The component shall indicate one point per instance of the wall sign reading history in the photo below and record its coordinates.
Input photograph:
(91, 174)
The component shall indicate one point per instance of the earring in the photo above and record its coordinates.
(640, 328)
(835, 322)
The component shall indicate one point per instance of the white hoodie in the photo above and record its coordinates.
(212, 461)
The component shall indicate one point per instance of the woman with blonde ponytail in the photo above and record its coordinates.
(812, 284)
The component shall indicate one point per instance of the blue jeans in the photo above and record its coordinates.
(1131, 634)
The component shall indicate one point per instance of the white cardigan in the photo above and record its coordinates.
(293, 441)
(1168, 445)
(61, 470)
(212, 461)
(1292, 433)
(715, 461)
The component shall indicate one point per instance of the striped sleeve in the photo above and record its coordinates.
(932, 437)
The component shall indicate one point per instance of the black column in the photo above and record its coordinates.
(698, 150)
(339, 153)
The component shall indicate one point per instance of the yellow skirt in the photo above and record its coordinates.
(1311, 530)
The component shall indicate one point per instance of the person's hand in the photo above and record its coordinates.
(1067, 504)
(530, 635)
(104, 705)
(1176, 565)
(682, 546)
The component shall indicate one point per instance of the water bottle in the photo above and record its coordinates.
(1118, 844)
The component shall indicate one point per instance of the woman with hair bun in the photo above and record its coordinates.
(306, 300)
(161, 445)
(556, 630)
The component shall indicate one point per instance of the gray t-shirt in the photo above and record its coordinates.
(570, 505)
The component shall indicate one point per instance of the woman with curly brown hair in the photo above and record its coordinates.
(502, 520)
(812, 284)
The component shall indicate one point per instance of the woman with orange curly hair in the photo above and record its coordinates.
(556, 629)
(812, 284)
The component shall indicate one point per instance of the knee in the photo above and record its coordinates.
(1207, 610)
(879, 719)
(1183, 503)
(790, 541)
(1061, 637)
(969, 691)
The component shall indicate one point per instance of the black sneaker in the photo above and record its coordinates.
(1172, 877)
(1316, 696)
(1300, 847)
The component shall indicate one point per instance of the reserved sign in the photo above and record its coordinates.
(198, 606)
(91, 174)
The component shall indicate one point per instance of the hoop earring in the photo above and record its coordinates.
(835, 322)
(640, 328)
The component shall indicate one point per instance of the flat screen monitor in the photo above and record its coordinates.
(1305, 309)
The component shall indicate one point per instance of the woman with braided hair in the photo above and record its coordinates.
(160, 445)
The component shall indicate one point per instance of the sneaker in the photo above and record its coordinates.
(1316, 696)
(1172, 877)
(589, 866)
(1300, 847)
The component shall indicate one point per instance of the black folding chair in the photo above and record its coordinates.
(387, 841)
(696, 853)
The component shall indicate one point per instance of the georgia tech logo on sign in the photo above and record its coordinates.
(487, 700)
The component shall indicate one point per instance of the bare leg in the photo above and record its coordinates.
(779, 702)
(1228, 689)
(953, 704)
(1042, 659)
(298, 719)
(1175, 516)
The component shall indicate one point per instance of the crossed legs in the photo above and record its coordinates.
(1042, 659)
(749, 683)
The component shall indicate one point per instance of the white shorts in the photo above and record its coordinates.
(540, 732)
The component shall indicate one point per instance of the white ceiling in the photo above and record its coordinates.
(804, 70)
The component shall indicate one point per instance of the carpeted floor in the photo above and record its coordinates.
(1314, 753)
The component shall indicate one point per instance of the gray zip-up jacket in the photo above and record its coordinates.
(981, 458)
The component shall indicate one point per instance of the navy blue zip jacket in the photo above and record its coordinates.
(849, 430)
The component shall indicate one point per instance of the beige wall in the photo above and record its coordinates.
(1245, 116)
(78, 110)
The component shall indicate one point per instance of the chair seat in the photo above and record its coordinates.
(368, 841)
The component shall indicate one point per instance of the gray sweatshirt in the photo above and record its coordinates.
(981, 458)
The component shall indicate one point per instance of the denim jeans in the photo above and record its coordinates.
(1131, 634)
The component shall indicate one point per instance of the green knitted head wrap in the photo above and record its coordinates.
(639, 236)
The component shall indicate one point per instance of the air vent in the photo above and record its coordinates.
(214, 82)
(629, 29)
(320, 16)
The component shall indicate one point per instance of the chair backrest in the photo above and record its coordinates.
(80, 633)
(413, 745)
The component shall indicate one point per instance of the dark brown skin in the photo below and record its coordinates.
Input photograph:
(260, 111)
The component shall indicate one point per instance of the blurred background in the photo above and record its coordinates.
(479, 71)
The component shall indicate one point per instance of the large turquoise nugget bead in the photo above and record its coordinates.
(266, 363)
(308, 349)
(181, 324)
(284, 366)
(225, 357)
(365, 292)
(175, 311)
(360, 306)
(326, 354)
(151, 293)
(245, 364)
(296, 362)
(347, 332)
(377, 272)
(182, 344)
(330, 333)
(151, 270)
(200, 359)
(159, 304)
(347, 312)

§ PROBLEM STATEMENT: Can you quote exactly the lines from the one containing "The component shall indicate one point per instance of the green" through the last line of the records above, and nothing else?

§ RESULT OF THIS EXERCISE:
The component shall indicate one point per instance of the green knitted head wrap in the photo above and record its coordinates.
(639, 236)
The component shall indicate one point per instance of the air vent in the photo above and record its coordinates.
(214, 82)
(629, 29)
(320, 16)
The component shall indicate one point per instance of the chair backrest in the photo above and record its coordinates.
(80, 633)
(413, 745)
The component shall indicate one point per instance of the dark brown skin in the photo below and record its coordinates.
Input photograph:
(260, 111)
The component shall indicate one point per instance of the blurred background in the photo above and record its coordinates.
(479, 71)
The component shall indicate one point per instance of the large turquoise nugget bead in the photo above and record its coordinates.
(266, 363)
(308, 349)
(181, 324)
(284, 366)
(225, 357)
(365, 292)
(175, 311)
(360, 306)
(326, 354)
(151, 293)
(245, 364)
(296, 362)
(347, 332)
(377, 272)
(182, 344)
(330, 333)
(151, 270)
(200, 359)
(159, 304)
(347, 312)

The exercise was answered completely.